● **SELECTED TEXT**:
======

Others said they were reassured that the transplanted tissue does not resemble the donor, as had been feared.

"When we think of face transplants we think it's going to be someone else's face on another person -- a Frankensteinian kind of thing," said Jeffrey Kahn, a University of Minnesota bioethicist. "In fact, that's not what happens. It's the underlying structure of the recipient that really determines what it's going to look like."

Others, however, remain uncomfortable.

"For a patient who needs a heart transplant, not receiving the transplant is going to be fatal. That isn't the case for a patient who needs a face transplant," Strong said.

Siemionow and her colleagues defended the procedure, saying it was based on more than 20 years of research, including practice on animals and cadavers. Dozens of candidates were carefully screened, subjecting them to intensive psychiatric testing before selecting the first patient. The woman finally selected had undergone several reconstructive procedures but remained unable to eat, speak or breathe normally.

The procedure began at 5:30 p.m. sometime in the past two weeks after the donor's family agreed. After confirming the two women's tissues were a good match, surgeons carefully began to remove the donor's face at about 8 p.m., working for more than nine hours.

In an adjacent room, a second team prepared the recipient. The facial tissue was transferred to her operating room just past 5 a.m. the next morning. For nearly three more hours, surgeons connected the patient's blood vessels to the facial graft vessels to restore circulation. When the tissue turned pink, they knew they had succeeded. The multidisciplinary team of surgeons then continued to work in shifts to allow some to rest, sleep and confer, completing the operation at 4:30 p.m.

"I think it's the most complex surgical procedure ever performed," said Frank Pupay, who was part of the team.

"It's very exciting," said Bohdan Pomahac, who is planning a face transplant at Brigham & Women's Hospital in Boston. "It's great for the field."

Doctors stressed that the patient has a long, potentially treacherous road ahead. They are carefully monitoring her for any signs of rejection. Assuming no complications occur, doctors expect that the swelling will subside after a couple of months and that feeling will return to her face within about six months. With intensive physical therapy, function should return within about a year. Eventually, the woman's destroyed right eye will be replaced by a prosthetic device. If the graft fails, doctors said it would be replaced with a skin graft from different parts of her body.

"If it did fail and the face was rejected, it would be an almost unimaginable situation," Caplan said. "Your face would be sloughing off. You can't eat. You can't breathe."

Others said the transplantation of a face could cause people to reevaluate how they perceive their own identity and those of others.

"People have a lot of very deep-seated psychological anxieties related to receiving the face of another," said Carla Bluhm of Allegheny College, who co-authored an upcoming book exploring the issues, titled "Somone Else's Face in the Mirror." "How deeply can it disrupt your sense of who you are? And what are those consequences? We simply don't know yet."

Another issue is whether people who sign organ donor cards should be advised that in addition to their heart, kidney and other organs, their faces might also be used for transplants.

"When I signed my organ donor card I wasn't thinking about someone taking my face," Caplan said. "I doubt most Americans do. Do you also have to have the family consent? They bear the emotional consequences of seeing their loved one's face on someone else. Even if it looks different it will remind them of you."

But Siemionow said she hoped the operation would eventually help many others.

"There are so many patients . . . who are hiding from society because they are afraid to go to the grocery store, they are afraid to go to the street because they are called names and they are humiliated," Siemionow said. "You need a face to face the world."

======

● **DATA EXTRACTS**:
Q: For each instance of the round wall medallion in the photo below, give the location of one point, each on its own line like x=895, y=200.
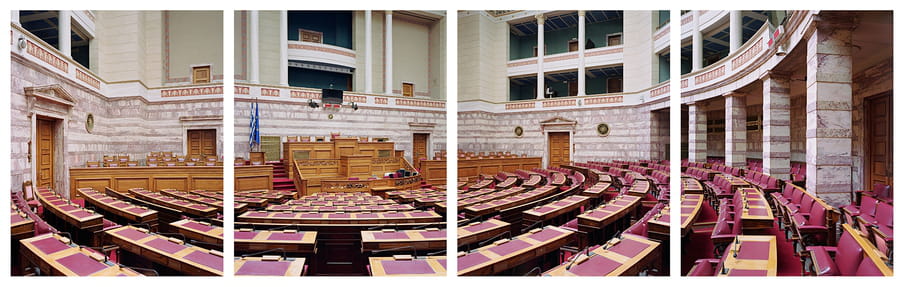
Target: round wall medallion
x=89, y=123
x=602, y=129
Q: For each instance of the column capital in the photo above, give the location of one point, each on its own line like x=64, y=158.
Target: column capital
x=540, y=18
x=734, y=94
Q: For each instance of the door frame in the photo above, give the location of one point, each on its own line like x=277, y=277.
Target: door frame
x=557, y=124
x=866, y=177
x=59, y=149
x=546, y=158
x=429, y=150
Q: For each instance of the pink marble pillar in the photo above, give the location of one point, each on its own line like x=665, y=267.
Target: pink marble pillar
x=829, y=102
x=696, y=134
x=735, y=129
x=777, y=125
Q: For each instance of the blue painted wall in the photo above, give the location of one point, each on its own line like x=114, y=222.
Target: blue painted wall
x=664, y=65
x=557, y=41
x=335, y=25
x=317, y=79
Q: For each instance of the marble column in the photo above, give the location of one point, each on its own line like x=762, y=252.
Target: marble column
x=387, y=74
x=254, y=50
x=541, y=19
x=65, y=32
x=581, y=39
x=696, y=133
x=829, y=105
x=735, y=30
x=696, y=43
x=368, y=52
x=777, y=125
x=283, y=48
x=735, y=129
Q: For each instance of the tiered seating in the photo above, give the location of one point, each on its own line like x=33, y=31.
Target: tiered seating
x=765, y=182
x=806, y=225
x=854, y=256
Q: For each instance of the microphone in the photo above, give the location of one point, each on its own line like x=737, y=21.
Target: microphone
x=152, y=271
x=283, y=251
x=494, y=238
x=539, y=271
x=414, y=255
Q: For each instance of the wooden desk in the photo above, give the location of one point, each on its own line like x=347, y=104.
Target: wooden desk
x=658, y=225
x=506, y=254
x=691, y=185
x=389, y=266
x=57, y=258
x=475, y=167
x=21, y=226
x=691, y=205
x=146, y=177
x=639, y=188
x=628, y=257
x=187, y=207
x=132, y=213
x=599, y=218
x=554, y=209
x=187, y=259
x=200, y=231
x=376, y=218
x=84, y=222
x=756, y=213
x=330, y=208
x=218, y=204
x=257, y=266
x=596, y=191
x=480, y=231
x=756, y=256
x=510, y=201
x=486, y=196
x=429, y=239
x=481, y=185
x=295, y=242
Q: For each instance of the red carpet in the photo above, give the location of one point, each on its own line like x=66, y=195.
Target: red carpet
x=699, y=246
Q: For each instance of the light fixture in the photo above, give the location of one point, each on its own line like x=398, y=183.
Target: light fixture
x=780, y=51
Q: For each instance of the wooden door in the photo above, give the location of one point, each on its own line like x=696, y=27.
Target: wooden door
x=419, y=148
x=572, y=88
x=408, y=89
x=559, y=148
x=202, y=142
x=44, y=149
x=878, y=120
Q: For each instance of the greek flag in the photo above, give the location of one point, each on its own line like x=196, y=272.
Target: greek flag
x=255, y=136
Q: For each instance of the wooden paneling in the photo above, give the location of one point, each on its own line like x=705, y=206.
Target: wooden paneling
x=182, y=178
x=419, y=148
x=474, y=167
x=434, y=171
x=559, y=148
x=878, y=141
x=202, y=142
x=253, y=177
x=44, y=159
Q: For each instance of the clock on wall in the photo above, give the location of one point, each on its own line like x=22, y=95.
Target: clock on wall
x=602, y=129
x=89, y=123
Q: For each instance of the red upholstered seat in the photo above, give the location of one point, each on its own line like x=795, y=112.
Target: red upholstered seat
x=848, y=256
x=704, y=267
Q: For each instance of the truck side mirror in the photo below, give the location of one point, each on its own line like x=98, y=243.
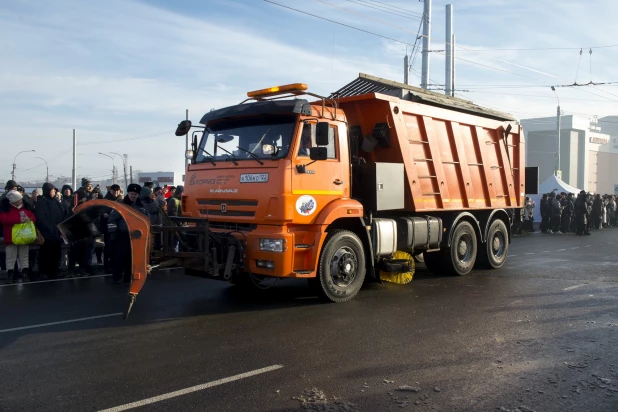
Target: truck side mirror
x=318, y=153
x=321, y=133
x=183, y=128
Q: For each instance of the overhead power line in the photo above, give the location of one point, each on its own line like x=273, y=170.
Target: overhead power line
x=386, y=11
x=365, y=16
x=390, y=6
x=339, y=23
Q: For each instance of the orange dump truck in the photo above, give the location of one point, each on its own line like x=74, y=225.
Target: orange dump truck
x=330, y=190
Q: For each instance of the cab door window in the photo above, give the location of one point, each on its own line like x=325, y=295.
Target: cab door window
x=307, y=141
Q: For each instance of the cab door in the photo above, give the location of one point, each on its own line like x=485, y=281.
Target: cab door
x=324, y=180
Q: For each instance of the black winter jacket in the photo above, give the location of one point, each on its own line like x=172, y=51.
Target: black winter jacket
x=48, y=214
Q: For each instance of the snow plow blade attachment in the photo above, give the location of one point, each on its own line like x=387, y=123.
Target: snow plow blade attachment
x=82, y=225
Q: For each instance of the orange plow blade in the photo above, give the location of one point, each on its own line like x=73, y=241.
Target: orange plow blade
x=83, y=224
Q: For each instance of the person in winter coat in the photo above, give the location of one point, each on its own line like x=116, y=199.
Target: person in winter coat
x=173, y=203
x=567, y=212
x=581, y=215
x=545, y=214
x=597, y=211
x=556, y=213
x=14, y=211
x=149, y=200
x=49, y=214
x=113, y=195
x=119, y=235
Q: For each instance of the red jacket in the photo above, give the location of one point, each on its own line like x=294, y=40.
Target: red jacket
x=10, y=218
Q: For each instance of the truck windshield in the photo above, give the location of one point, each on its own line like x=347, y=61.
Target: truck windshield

======

● **COMPLETE THE FOLLOWING**:
[1] Answer these questions about the face transplant article, each in a short phrase:
(a) At about what time did surgeons begin removing the donor's face?
(b) Who is planning a face transplant at Brigham & Women's Hospital in Boston?
(c) Within about how long do doctors expect feeling to return to the patient's face?
[2] From the face transplant article, reproduce word for word the stretch from "Others, however, remain" through "than nine hours.".

● **ANSWERS PER TASK**:
[1]
(a) At about 8 p.m.
(b) Bohdan Pomahac
(c) Within about six months

[2]
Others, however, remain uncomfortable.

"For a patient who needs a heart transplant, not receiving the transplant is going to be fatal. That isn't the case for a patient who needs a face transplant," Strong said.

Siemionow and her colleagues defended the procedure, saying it was based on more than 20 years of research, including practice on animals and cadavers. Dozens of candidates were carefully screened, subjecting them to intensive psychiatric testing before selecting the first patient. The woman finally selected had undergone several reconstructive procedures but remained unable to eat, speak or breathe normally.

The procedure began at 5:30 p.m. sometime in the past two weeks after the donor's family agreed. After confirming the two women's tissues were a good match, surgeons carefully began to remove the donor's face at about 8 p.m., working for more than nine hours.